*** TEXT TO READ
During my time at University, I had the pleasure of living with five beautiful, talented and wonderfully ridiculous women. And aside from our usual discussion topics of Mr Big, our daily calorie intake, and the aftermath of the Brazilian wax, one of our most frequent conversations was The Life Plan.
Every woman, whether she likes to admit it or not, has a Life Plan. There are some who try to pretend they are mysterious, adventurous, and happy to take life as it comes, because we presume that’s what men want. But deep down, every single one of us knows when we want to fall in love, to get married, to have babies. Most of the women I know have had their lives mapped out since they were 18.
Now, achieving the perfect Life Plan is entirely strategic, and works on the same principle as planning a dinner party. In this instance, one must start with the arrival of your guests, and work backwards to decide when to begin searing and chopping (or digging out the take away menu for Bombay Palace and nipping down to Tesco for some Pinot). Similarly with The Life Plan, a woman must start with the arrival of her baby (also known as the Baby Age) and work backwards from there, to determine when she needs to meet the love of her life. It usually sounds something like this…
“Right, I want a baby by the time I’m 26 (so I still have energy to run around with the kids)….which means that I will need to get pregnant by the time I’m 25. And I would like to be married for at least a year before then, and (obviously) leave a year to plan the wedding. Which means I need to be engaged by the time I'm 23. And I'd want need to live with the guy for a couple of years before that. Oh, and it takes at least a year of dating before you move in with someone, doesn’t it? So, if my calculations are right, I need to be with the man I’m going to marry…..a year ago. Oh. Right. Ok, well then maybe I won’t have kids until I’m 28...”
******
REQUIRED WORK:
- A) List the usual discussion topics that the essay on the Life Plan names besides The Life Plan itself.
- B) Answer these questions from the essay on the Life Plan:
(i) How many women did the narrator live with at University?
(ii) Since what age have most of the women the narrator knows had their lives mapped out?
(iii) What is the arrival of the baby also known as?
- C) Carry the essay on the Life Plan forward from its last sentence.
*** RECORDED DATA
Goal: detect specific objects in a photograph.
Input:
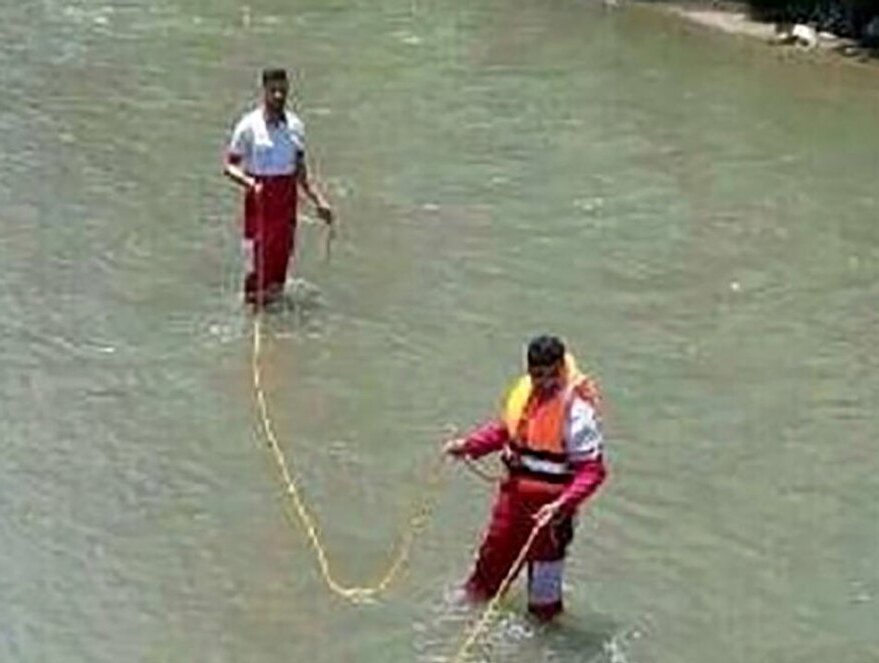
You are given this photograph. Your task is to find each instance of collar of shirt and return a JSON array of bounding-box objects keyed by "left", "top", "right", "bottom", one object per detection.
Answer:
[{"left": 262, "top": 106, "right": 287, "bottom": 129}]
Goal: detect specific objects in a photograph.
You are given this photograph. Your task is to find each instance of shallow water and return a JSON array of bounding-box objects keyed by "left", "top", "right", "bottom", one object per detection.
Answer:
[{"left": 0, "top": 0, "right": 879, "bottom": 663}]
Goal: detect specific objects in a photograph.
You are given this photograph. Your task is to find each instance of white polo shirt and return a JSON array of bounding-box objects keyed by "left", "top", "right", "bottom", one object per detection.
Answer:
[{"left": 229, "top": 106, "right": 305, "bottom": 176}]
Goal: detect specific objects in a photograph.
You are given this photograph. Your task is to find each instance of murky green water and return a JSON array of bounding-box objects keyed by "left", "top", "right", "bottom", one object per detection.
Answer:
[{"left": 0, "top": 0, "right": 879, "bottom": 663}]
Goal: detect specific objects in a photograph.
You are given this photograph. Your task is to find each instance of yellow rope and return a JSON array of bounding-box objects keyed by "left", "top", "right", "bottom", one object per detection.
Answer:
[
  {"left": 251, "top": 312, "right": 540, "bottom": 663},
  {"left": 251, "top": 313, "right": 443, "bottom": 602}
]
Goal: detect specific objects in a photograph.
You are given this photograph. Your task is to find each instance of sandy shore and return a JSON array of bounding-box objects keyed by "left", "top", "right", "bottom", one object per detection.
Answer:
[{"left": 650, "top": 3, "right": 879, "bottom": 64}]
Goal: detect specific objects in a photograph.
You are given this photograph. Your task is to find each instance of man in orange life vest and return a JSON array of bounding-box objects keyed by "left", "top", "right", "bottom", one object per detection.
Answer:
[
  {"left": 224, "top": 69, "right": 333, "bottom": 305},
  {"left": 445, "top": 336, "right": 607, "bottom": 620}
]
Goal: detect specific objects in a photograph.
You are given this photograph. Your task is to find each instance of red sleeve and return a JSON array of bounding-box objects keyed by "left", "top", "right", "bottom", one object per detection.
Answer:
[
  {"left": 464, "top": 419, "right": 510, "bottom": 458},
  {"left": 561, "top": 457, "right": 607, "bottom": 512}
]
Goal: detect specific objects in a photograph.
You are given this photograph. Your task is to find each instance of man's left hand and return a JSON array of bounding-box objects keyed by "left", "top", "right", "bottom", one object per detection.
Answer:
[
  {"left": 534, "top": 500, "right": 564, "bottom": 528},
  {"left": 315, "top": 202, "right": 333, "bottom": 224}
]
******
RESULTS BY TASK:
- A)
Mr Big
Their daily calorie intake
The aftermath of the Brazilian wax

- B)
(i) Five
(ii) 18
(iii) The Baby Age

- C)
And so it continues.
And it’s ridiculous, because we all know that life never pans out the way we think it will. Yet we never factor in the possibility of break-ups, financial obstacles etc. Nope, it will all go swimmingly. In theory. But when we embark on The Life Plan, most women find themselves hitting a brick wall. Also known as the Male Life Plan, or lack thereof.
The mis-match of male and female Life Plans stems from the desired Baby Age. For women, this is usually around age 24-30; but for men it is anywhere from 30-45 (which funnily enough is the age when it is considered an atrocity for a woman to be single). You see the problem.
I blame the Banks (because that’s always fun, isn’t it?). Well, not the banks per se, but finance. The sole reason that men and women’s Life Plans are so asymmetrical is that as soon as a woman falls pregnant, it is usually assumed that she will adopt the role of stay-at-home Mum, leaving Dad the noble duty of working 9-5…for the rest of his life.
So you can understand why men are so keen to ‘live’ while they are young. Imagine knowing that from the day you start working, that’s it, you’re working forever. At least when we’ve had a horrible day at work, we can resort to that happy thought that this torture is only temporary, that it will be over once we are pregnant (which shouldn’t be too far away, right?). Hang on, perhaps that's the reason that women want children young. Scrap this “All I want is a loving family” bollocks - women just don’t want to work! Perhaps having a baby is just like having a permanent doctor's note...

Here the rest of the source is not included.